(Bounding box annotation entries)
● ● ●

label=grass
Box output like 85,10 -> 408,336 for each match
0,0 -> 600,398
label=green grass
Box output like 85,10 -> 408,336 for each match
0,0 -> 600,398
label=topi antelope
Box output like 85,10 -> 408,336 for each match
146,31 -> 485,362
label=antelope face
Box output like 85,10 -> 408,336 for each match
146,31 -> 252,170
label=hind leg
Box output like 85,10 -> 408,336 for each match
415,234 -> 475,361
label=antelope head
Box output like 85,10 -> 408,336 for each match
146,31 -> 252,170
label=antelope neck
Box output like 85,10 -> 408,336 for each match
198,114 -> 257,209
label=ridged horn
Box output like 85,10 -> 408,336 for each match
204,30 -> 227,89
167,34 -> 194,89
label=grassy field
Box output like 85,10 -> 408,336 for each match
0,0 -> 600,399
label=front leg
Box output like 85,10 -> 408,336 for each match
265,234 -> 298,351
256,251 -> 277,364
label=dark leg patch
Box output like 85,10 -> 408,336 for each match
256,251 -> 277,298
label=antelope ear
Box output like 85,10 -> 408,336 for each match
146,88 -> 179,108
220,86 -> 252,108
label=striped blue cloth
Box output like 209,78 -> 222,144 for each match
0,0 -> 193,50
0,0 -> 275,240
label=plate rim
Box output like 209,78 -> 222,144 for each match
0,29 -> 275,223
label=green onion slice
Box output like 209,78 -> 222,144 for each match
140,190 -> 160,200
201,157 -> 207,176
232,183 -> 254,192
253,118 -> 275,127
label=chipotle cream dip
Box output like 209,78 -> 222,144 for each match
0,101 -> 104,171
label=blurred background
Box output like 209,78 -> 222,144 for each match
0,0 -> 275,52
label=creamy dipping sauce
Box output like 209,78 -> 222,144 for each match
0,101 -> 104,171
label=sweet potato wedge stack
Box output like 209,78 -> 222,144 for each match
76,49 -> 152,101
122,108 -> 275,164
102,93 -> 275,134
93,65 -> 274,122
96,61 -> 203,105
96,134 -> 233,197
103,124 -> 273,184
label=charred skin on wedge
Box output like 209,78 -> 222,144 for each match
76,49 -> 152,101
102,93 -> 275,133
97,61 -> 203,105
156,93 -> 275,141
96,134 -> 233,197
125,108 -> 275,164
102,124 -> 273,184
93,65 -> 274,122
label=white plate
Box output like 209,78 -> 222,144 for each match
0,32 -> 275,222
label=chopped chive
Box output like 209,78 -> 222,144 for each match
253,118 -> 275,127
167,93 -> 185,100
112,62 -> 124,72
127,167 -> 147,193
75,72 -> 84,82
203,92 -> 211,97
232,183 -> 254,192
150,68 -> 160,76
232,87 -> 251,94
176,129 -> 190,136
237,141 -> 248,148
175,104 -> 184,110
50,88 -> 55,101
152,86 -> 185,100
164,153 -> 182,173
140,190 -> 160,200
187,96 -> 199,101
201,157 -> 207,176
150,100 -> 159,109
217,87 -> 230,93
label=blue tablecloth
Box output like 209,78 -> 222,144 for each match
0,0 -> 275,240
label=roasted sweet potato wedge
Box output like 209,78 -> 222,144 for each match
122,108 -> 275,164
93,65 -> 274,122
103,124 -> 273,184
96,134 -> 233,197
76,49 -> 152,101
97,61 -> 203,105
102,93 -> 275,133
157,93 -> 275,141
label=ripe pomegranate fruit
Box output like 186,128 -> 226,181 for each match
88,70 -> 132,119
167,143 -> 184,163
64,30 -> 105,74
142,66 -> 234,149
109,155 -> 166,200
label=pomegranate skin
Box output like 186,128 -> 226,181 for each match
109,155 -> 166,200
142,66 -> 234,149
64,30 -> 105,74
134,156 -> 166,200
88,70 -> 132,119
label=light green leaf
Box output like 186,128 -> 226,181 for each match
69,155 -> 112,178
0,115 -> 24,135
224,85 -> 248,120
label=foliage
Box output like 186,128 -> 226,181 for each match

● ● ●

Extract the complete data, matching each line exactly.

* Written answer:
label=grass
Box output like 85,10 -> 408,336 for each match
0,0 -> 600,398
label=green grass
Box output like 85,10 -> 408,336 for each match
0,0 -> 600,398
label=topi antelope
Box output like 85,10 -> 408,336 for each match
146,31 -> 485,362
label=antelope face
Box output like 85,10 -> 408,336 for each match
146,31 -> 252,170
label=hind leg
Box output like 85,10 -> 408,336 for each match
415,234 -> 475,361
label=antelope head
Box output like 85,10 -> 408,336 for each match
146,31 -> 252,170
label=antelope neck
Box output like 85,10 -> 408,336 for each match
198,114 -> 257,209
label=ridged horn
Box output like 85,10 -> 408,336 for each match
204,30 -> 227,89
167,34 -> 194,89
label=grassy field
Box output like 85,10 -> 408,336 for each match
0,0 -> 600,399
label=front leg
Box output like 85,10 -> 408,336 for each match
265,234 -> 298,351
256,251 -> 277,364
label=dark leg patch
Box output like 85,10 -> 408,336 for each match
256,251 -> 277,298
label=antelope ear
Box output like 85,10 -> 408,336 for each match
146,88 -> 179,108
220,86 -> 252,108
label=striped blue cloth
Box output like 209,78 -> 222,144 for each match
0,0 -> 193,50
0,0 -> 275,240
label=plate rim
Box output like 209,78 -> 222,144 for each match
0,29 -> 275,223
label=green onion slice
Box output like 209,78 -> 222,144 for each match
140,190 -> 160,200
201,157 -> 207,176
232,183 -> 254,192
253,118 -> 275,127
label=chipotle cream dip
Box output like 209,78 -> 222,144 for each match
0,101 -> 104,171
label=blurred background
Box output like 209,78 -> 222,144 for each match
0,0 -> 275,52
label=creamy dipping sauce
Box output like 209,78 -> 222,144 for each match
0,101 -> 104,171
label=sweet potato wedge stack
Box output like 209,78 -> 222,144 for each match
76,49 -> 152,101
122,108 -> 275,164
102,93 -> 275,134
93,65 -> 274,122
96,61 -> 203,105
96,134 -> 233,197
103,124 -> 273,184
label=charred skin on wedge
Box output like 209,78 -> 222,144 for each match
76,49 -> 152,101
102,93 -> 275,133
97,61 -> 203,105
156,93 -> 275,141
96,134 -> 233,197
125,108 -> 275,164
102,124 -> 273,184
93,65 -> 274,122
label=white plate
Box output like 209,78 -> 222,144 for each match
0,32 -> 275,222
label=chopped chive
Box output like 209,78 -> 222,144 for each match
253,118 -> 275,127
167,93 -> 185,100
112,62 -> 124,72
127,167 -> 147,193
75,72 -> 84,82
203,92 -> 211,97
232,183 -> 254,192
150,68 -> 160,76
232,87 -> 251,94
176,129 -> 190,136
237,141 -> 248,148
175,104 -> 184,110
50,88 -> 55,101
152,86 -> 185,100
164,153 -> 182,173
140,190 -> 160,200
187,96 -> 199,101
201,157 -> 207,176
150,100 -> 159,109
217,87 -> 230,93
label=blue tablecloth
Box output like 209,78 -> 222,144 for each match
0,0 -> 275,240
label=roasted sweet potato wedge
Box output like 209,78 -> 222,144 for each match
122,108 -> 275,164
93,65 -> 274,122
103,124 -> 273,184
96,134 -> 233,197
76,49 -> 152,101
97,61 -> 203,105
102,93 -> 275,133
157,93 -> 275,141
label=ripe pomegranate fruit
Box output like 186,128 -> 226,181 for each match
88,70 -> 132,119
167,143 -> 184,163
64,30 -> 105,74
142,66 -> 234,149
109,155 -> 166,200
label=pomegranate skin
Box output like 186,128 -> 226,181 for each match
109,155 -> 166,200
142,66 -> 234,149
64,30 -> 105,74
134,156 -> 166,200
88,70 -> 132,119
label=light green leaf
Box output like 186,128 -> 226,181 for each match
69,155 -> 112,178
0,115 -> 24,135
224,85 -> 248,120
label=foliage
Box output like 186,128 -> 226,181 for each match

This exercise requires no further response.